▶ **Problem to solve**
In the listing that follows, how many lines contain "helmet"? Give the number only.

▶ **Material provided**
---

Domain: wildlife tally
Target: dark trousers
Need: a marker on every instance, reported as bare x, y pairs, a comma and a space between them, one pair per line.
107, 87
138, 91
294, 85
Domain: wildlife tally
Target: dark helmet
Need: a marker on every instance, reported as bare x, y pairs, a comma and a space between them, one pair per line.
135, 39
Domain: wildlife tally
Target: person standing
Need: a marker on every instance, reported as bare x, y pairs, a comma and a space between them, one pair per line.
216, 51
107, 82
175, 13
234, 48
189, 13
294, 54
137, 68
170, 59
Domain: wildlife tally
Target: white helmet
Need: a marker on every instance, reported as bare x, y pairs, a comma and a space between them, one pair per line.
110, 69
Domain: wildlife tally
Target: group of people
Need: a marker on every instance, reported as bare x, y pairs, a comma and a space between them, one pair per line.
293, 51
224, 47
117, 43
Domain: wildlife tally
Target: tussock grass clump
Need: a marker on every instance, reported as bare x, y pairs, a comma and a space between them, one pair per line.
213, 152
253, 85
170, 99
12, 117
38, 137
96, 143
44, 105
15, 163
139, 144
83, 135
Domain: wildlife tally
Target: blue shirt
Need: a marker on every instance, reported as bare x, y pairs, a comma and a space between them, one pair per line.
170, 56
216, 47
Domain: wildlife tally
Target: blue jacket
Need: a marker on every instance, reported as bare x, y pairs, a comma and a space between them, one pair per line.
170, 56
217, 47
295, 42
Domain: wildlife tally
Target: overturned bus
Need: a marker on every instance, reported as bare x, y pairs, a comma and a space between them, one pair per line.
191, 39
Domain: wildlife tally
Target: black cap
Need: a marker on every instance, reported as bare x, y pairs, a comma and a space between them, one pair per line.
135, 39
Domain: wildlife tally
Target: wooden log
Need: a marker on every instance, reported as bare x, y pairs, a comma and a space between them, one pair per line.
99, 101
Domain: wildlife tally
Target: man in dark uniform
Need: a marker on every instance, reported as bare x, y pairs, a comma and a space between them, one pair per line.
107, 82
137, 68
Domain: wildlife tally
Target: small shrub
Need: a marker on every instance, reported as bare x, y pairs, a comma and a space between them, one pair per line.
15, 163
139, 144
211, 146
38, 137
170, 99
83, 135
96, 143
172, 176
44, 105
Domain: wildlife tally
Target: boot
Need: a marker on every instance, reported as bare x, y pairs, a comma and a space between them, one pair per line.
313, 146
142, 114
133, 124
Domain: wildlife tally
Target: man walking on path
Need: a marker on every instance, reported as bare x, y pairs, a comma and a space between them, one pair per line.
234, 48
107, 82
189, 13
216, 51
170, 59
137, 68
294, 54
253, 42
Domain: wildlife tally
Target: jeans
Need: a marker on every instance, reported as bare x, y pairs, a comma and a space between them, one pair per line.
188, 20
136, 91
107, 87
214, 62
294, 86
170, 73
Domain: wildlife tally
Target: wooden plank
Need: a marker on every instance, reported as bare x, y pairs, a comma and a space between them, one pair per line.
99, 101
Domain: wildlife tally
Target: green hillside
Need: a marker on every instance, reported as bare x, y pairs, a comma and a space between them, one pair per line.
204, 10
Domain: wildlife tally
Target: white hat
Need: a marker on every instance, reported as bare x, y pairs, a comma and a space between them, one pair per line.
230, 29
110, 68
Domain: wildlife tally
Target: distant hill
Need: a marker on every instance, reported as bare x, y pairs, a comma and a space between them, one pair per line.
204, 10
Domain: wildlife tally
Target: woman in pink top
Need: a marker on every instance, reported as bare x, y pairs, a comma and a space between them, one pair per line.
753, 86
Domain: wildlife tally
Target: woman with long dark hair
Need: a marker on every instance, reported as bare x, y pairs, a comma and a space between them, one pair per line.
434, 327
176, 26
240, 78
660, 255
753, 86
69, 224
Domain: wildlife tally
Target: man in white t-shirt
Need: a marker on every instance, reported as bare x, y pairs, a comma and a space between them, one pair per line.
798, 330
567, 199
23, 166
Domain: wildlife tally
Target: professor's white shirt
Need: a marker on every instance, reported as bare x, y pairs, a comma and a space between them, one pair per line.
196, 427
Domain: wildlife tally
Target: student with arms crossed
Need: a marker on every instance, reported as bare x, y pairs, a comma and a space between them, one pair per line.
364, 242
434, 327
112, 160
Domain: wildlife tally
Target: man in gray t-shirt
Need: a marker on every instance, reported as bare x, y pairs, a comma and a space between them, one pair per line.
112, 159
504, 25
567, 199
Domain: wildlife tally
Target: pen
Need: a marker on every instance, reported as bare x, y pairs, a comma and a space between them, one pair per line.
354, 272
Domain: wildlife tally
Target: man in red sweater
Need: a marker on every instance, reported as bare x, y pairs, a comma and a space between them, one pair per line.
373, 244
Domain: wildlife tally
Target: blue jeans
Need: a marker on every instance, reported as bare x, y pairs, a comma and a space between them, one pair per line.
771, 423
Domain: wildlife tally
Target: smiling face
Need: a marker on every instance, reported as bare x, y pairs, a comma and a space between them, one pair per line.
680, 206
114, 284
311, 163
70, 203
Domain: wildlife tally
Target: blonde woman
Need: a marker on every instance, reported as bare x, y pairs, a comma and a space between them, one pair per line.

---

▶ **Solved exercise**
2